*Task item*. Check each line below for the word "shirt" and give the number of lines that have it, nothing more.

(Stored records)
=====
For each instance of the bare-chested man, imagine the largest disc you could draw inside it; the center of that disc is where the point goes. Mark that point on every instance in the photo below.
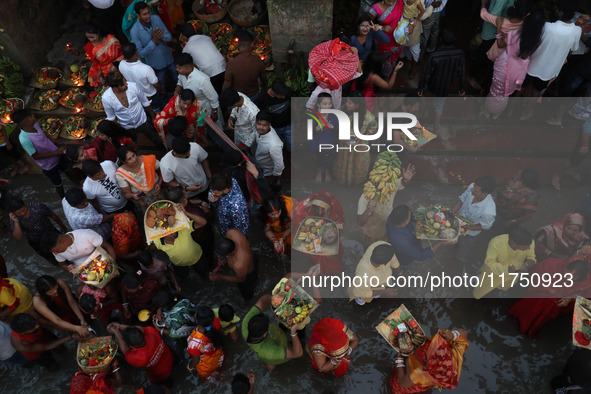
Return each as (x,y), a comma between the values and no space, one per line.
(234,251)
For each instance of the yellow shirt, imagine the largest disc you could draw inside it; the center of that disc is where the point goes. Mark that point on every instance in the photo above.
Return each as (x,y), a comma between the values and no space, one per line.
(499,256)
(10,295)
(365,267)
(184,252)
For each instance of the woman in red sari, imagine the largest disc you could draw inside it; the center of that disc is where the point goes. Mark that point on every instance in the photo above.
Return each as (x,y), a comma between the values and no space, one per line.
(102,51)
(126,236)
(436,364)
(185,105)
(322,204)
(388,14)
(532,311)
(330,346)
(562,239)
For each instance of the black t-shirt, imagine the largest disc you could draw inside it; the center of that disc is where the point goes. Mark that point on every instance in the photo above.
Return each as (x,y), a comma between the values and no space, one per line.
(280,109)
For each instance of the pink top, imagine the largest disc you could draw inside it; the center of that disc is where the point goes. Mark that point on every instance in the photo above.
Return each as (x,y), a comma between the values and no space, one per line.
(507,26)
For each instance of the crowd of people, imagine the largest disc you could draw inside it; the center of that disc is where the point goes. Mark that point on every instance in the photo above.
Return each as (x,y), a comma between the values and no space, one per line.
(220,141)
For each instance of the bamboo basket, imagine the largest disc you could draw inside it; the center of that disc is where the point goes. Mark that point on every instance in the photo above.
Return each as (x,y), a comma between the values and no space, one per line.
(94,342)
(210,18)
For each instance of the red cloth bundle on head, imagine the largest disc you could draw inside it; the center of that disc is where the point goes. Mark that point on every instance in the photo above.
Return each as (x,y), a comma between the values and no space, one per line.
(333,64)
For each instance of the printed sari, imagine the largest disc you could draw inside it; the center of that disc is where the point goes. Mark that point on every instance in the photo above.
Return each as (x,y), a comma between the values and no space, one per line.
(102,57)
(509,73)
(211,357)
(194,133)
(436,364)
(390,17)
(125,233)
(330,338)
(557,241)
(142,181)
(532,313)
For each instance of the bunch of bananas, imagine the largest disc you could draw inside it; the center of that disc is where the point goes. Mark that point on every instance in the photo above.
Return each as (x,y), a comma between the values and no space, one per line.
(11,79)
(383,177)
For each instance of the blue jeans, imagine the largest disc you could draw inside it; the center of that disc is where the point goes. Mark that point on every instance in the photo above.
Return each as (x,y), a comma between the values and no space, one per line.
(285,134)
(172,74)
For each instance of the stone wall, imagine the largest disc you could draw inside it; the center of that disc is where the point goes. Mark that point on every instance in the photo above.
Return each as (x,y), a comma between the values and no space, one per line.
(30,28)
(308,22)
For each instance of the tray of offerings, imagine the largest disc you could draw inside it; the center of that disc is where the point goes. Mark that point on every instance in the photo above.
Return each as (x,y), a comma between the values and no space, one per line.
=====
*Expected output*. 2